= Texte fourni =
>>>>>

Si vous êtes associé d’une Société Civile Immobilière (SCI), vous avez peut-être entendu parler du démembrement de la propriété des parts sociales. Mais qu’est-ce que cela signifie exactement ? Quels sont les avantages et les inconvénients d’une telle opération ? Et comment pouvez-vous procéder ? Voici tout ce que vous devez savoir à ce sujet !
Définition et principe de la Société civile immobilière (SCI)
Une Société Civile Immobilière (SCI) est une structure juridique qui a pour objectif de gérer un ou plusieurs biens immobiliers.
Plus concrètement, voici les éléments essentiels concernant une SCI :
- Capital social : La SCI dispose d’un capital social constitué par les apports réalisés par chaque associé, que ce soit en numéraire ou en nature. Ce capital social est divisé en parts sociales, qui représentent la propriété des associés au sein de la société.

<<<<<

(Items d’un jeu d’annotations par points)
>>>>>

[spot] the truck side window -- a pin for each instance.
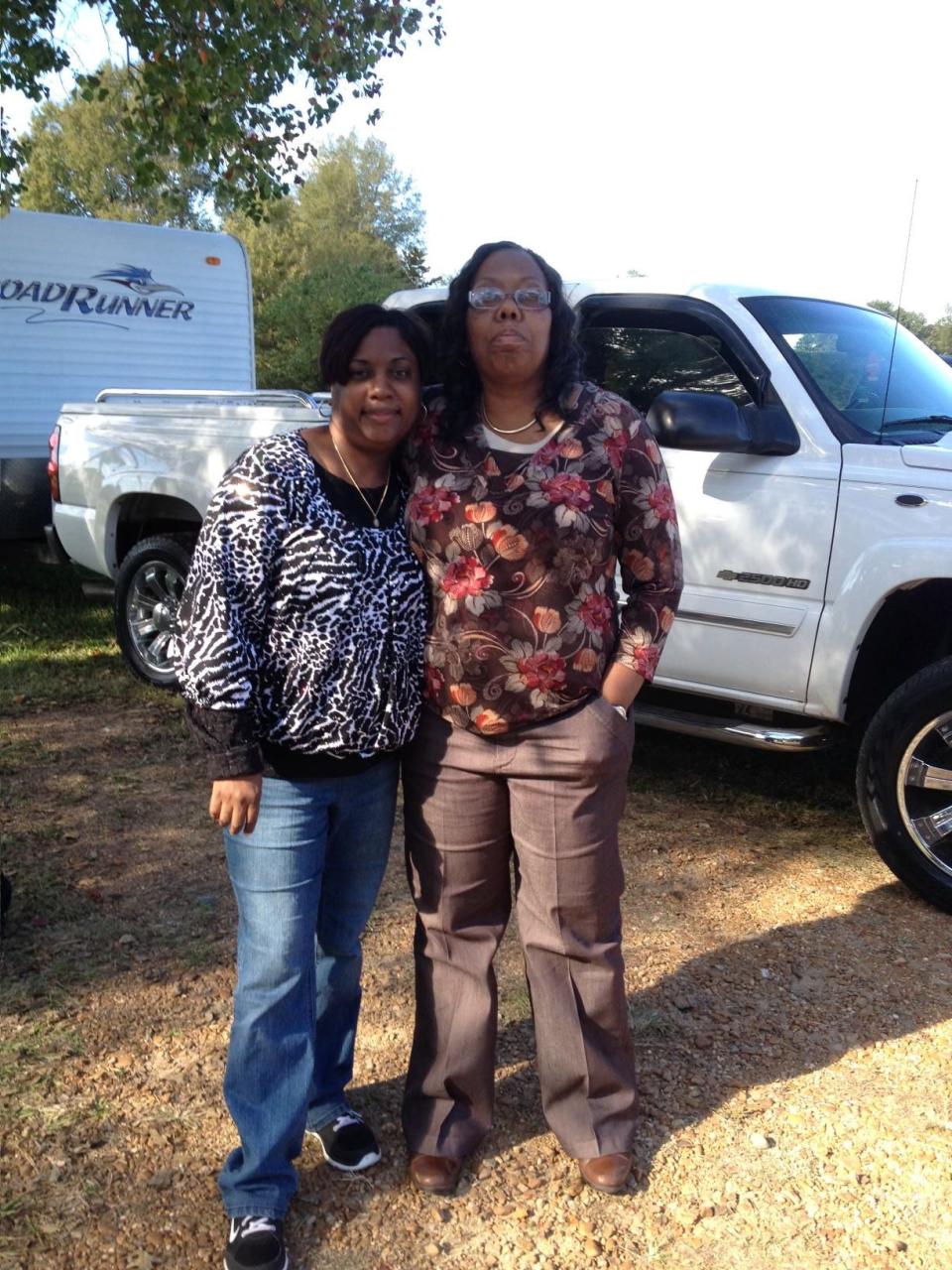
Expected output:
(638, 363)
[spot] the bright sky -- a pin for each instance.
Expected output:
(772, 145)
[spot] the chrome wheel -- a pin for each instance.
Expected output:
(924, 792)
(151, 604)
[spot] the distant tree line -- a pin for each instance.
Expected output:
(207, 81)
(349, 234)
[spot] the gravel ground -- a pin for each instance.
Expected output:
(789, 1005)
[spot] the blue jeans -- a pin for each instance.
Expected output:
(306, 881)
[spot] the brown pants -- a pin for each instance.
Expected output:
(552, 794)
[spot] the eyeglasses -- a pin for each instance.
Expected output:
(526, 298)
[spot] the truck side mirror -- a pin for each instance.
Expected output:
(712, 422)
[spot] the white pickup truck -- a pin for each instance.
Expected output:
(810, 451)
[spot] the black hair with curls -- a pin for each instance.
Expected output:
(349, 329)
(461, 380)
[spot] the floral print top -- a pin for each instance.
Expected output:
(521, 554)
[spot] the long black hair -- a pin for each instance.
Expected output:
(348, 330)
(461, 380)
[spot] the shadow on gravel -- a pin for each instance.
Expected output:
(778, 1006)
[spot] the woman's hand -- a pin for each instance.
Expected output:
(235, 803)
(621, 685)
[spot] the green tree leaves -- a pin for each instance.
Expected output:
(208, 76)
(350, 235)
(82, 163)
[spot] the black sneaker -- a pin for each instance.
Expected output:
(348, 1143)
(255, 1243)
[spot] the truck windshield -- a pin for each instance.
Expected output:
(880, 377)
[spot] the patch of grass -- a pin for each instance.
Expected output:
(55, 645)
(762, 788)
(41, 893)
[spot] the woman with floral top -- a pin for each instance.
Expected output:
(529, 488)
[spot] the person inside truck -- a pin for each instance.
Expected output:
(527, 485)
(299, 654)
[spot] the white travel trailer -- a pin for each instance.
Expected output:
(87, 305)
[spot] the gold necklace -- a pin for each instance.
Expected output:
(507, 432)
(366, 500)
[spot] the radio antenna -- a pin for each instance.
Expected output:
(898, 309)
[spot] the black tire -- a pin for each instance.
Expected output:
(148, 590)
(904, 783)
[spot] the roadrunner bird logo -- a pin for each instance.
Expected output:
(136, 278)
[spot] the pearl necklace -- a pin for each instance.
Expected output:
(367, 503)
(508, 432)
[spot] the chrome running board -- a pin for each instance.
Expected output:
(734, 731)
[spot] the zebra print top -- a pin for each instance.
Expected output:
(296, 615)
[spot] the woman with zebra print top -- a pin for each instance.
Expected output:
(299, 657)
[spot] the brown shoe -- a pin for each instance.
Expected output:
(438, 1175)
(607, 1173)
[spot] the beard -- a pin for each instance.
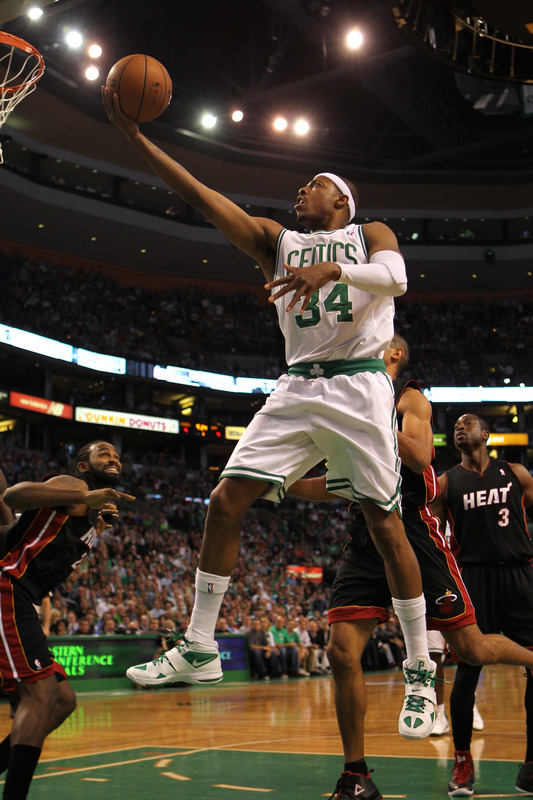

<<<<<

= Consigne 1 =
Indiquez si chacune des affirmations suivantes est conforme au texte sur la SCI, par oui ou par non, en citant les mots du texte qui tranchent. (a) Le capital social d’une SCI est divisé en parts sociales. (b) Les apports des associés doivent obligatoirement être faits en numéraire. (c) Une SCI a pour objectif de gérer un seul bien immobilier.
= Consigne 2 =
Prolongez le texte sur la SCI à partir de sa dernière phrase.
Les items ne jouent aucun rôle dans cet exercice.

= Réponse 1 =
(a) Oui : « Ce capital social est divisé en parts sociales ».
(b) Non : « que ce soit en numéraire ou en nature ».
(c) Non : « a pour objectif de gérer un ou plusieurs biens immobiliers ».

= Réponse 2 =
- Personnalité morale : La SCI possède une personnalité morale distincte de ses associés, ce qui signifie qu’elle a des droits et des obligations propres. Elle est une entité juridique à part entière.
- Patrimoine distinct : La SCI bénéficie d’un patrimoine distinct de celui de ses associés. Ce patrimoine est composé des biens immobiliers détenus par la société.
- Statuts : Des statuts définissent le fonctionnement interne de la SCI et les règles de prise de décision au sein de la société.
- Gestion et responsabilité des associés : La SCI est administrée par un gérant désigné. Les associés de la SCI sont responsables indéfiniment des dettes sociales, en fonction de leur part respective dans le capital social. (1)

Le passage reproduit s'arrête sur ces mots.